Tasks to perform:
a: In the essay on reconnecting with old friends, what age does the author say they still are internally?
b: Reproduce word for word the part of the essay on reconnecting with old friends starting at "The gift of" and ending at "it when needed.".

Witnesses to Our Lives
There’s something special that exists with reconnecting with your “old school” friends. These are friends that go way back to your youth: from grade school, high school, and your twenties. Despite the fact that it may have been years since you spoke, sometimes when you reconnect it may feel like no time has passed. It’s like a time capsule. These people were witnesses to your life before. If you want to excavate and dust off what once was, spend some time with them. Your memory will be triggered.
When we were young, it’s easy to stay connected. People then get engaged, married, then have children. We receive the invitations to these events and attend the accompanying ceremonies. But then there are no more official and formal excuses to stay in touch, and we begin to drift apart. Now that I am nearing 40, the odd time that I may hear from an old friend is when people die. People who once were in your circle of friends, one by one die.
When I see these old pals, I am transported back to the age that I was when we were emotionally close. It’s as if the fountain of youth that truly exists. It’s unbelievable that my 20 year high school reunion occurred last year. Internally, I am still 21 years old.
Although there may have been fall outs and mishaps with our friends, the more time passes, there is this realization that life is too short for pettiness. This is the gift that death gives us. It’s a reminder that we should live fully. Life is too precious to harbor anger or resentment, or past dramas. Comparatively it’s true that we can’t keep everyone in our life at the same capacity, there is something special with old friends. They remember you when you had your first kiss, crush, or boyfriend. They remember and were present at graduations, and maybe even know your family pets who have long since been deceased. They remember. You don’t have to live out that memory in your head, questioning what was real. You can discuss it and share reflections together.
I was at a presentation recently given by acclaimed psychiatrist Dr. Irvin Yalom who began reflecting on his life. He shared particular memories of his 6 friends from medical school who he ditched anatomy lab with and would play bridge. Several of them died within several months of each other recently. His encouraged Yalom to google two of the remaining crew to see how he could connect. Google informed him the other two had died. Yalom had the realization that he was now the holder of all of these specific memories. He began to question what happens to those memories, when all that were present have now become deceased? There was no body left to be the vessel to store these experiences. Would they expire after the last member of the group took his last breath?
The gift of death is the reminder to live. I do not need another notification of a deceased friend to keep this in the forefront of my brain. The question becomes how am I living my values? Can I keep those who were witnesses to my life close at hand? We currently still are living vessels that store these memories, and have the capacity to share them with each other. I don’t need to live in the past, but it’s good to know while we are all alive I can visit it when needed.

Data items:
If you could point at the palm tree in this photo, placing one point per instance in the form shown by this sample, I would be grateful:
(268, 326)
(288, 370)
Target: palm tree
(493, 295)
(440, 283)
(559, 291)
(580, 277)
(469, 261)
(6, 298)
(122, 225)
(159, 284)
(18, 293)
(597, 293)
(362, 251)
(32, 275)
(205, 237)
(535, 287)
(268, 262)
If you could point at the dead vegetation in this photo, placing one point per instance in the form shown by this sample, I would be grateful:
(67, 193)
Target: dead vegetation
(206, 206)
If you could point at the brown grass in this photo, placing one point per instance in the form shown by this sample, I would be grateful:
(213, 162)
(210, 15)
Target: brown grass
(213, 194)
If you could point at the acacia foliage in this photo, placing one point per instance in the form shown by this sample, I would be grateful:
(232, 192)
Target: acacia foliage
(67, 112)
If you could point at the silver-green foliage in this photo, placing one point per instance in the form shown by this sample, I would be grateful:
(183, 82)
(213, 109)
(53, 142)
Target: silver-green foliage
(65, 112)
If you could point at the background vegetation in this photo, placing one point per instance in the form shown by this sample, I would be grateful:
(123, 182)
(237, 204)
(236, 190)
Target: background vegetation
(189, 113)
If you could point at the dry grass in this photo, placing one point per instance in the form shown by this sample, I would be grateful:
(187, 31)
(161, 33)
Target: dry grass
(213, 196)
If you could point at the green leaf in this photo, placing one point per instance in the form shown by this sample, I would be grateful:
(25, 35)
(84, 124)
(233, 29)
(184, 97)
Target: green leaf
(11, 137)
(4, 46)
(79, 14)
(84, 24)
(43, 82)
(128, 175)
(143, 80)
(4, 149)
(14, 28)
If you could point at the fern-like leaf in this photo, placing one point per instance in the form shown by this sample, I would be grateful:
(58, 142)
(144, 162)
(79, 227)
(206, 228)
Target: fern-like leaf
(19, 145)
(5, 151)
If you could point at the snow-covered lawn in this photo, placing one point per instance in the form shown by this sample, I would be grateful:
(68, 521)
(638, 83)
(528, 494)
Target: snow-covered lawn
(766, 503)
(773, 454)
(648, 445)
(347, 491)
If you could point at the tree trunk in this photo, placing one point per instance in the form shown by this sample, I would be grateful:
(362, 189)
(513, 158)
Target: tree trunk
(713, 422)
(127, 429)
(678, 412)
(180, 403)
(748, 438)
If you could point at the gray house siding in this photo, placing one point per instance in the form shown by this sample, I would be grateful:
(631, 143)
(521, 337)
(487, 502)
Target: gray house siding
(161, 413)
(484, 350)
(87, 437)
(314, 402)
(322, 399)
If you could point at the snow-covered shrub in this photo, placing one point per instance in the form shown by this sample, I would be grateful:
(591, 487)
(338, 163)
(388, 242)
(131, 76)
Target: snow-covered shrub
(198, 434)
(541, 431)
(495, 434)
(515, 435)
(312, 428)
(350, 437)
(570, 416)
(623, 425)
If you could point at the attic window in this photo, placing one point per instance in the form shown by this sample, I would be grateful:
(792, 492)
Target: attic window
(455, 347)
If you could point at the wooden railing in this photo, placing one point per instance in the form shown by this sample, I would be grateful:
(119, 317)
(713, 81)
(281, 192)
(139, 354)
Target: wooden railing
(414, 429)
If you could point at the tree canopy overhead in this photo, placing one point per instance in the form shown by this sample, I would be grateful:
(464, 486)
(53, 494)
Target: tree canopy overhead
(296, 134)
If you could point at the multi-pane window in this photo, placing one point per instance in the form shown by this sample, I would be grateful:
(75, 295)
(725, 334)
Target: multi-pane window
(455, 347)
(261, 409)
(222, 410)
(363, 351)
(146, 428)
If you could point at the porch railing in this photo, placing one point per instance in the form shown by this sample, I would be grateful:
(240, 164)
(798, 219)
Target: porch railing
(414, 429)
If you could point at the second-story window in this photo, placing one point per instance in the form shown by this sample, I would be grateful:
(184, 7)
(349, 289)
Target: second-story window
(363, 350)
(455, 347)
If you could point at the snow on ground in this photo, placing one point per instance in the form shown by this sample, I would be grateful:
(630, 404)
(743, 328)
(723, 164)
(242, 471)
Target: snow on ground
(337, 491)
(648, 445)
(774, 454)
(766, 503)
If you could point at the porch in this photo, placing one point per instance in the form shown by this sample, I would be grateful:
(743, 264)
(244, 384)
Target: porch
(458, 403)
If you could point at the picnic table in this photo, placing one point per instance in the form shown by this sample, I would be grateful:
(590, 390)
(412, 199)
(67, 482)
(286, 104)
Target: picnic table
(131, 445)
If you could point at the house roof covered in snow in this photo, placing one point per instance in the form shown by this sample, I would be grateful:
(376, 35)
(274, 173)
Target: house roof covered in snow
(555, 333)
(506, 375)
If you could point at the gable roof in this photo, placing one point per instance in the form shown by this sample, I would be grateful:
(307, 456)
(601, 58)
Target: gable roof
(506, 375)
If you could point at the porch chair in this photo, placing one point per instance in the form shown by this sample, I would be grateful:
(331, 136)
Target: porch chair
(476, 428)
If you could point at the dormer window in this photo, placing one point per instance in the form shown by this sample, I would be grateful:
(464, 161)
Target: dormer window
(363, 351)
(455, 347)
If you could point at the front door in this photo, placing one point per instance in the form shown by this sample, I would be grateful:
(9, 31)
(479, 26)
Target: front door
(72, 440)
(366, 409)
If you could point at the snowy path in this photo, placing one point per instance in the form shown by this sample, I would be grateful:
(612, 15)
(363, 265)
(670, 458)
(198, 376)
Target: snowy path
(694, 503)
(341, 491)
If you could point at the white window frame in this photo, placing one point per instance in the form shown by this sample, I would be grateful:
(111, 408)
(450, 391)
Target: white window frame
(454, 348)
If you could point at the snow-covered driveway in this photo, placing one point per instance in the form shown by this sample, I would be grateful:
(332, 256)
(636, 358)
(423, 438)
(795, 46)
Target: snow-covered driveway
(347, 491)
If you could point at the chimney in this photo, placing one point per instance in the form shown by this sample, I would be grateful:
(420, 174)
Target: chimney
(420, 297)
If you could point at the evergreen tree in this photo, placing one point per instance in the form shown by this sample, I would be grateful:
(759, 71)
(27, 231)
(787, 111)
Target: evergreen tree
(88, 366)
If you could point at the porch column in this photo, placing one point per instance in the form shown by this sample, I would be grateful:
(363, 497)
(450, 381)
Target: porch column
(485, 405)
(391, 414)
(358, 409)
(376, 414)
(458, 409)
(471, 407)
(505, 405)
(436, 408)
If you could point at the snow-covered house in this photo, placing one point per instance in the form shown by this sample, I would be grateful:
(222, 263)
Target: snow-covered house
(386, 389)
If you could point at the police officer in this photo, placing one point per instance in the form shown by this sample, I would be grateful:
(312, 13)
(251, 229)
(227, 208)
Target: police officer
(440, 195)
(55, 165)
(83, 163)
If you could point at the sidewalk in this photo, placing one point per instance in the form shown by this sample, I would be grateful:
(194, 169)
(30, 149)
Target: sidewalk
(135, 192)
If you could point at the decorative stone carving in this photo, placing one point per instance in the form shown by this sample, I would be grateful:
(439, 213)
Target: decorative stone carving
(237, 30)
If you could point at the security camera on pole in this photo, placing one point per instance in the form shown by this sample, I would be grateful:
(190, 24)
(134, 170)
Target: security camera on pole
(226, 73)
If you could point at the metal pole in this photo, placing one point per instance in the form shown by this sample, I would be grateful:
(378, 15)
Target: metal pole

Solutions to the exercise:
a: 21 years old.

b:
The gift of death is the reminder to live. I do not need another notification of a deceased friend to keep this in the forefront of my brain. The question becomes how am I living my values? Can I keep those who were witnesses to my life close at hand? We currently still are living vessels that store these memories, and have the capacity to share them with each other. I don’t need to live in the past, but it’s good to know while we are all alive I can visit it when needed.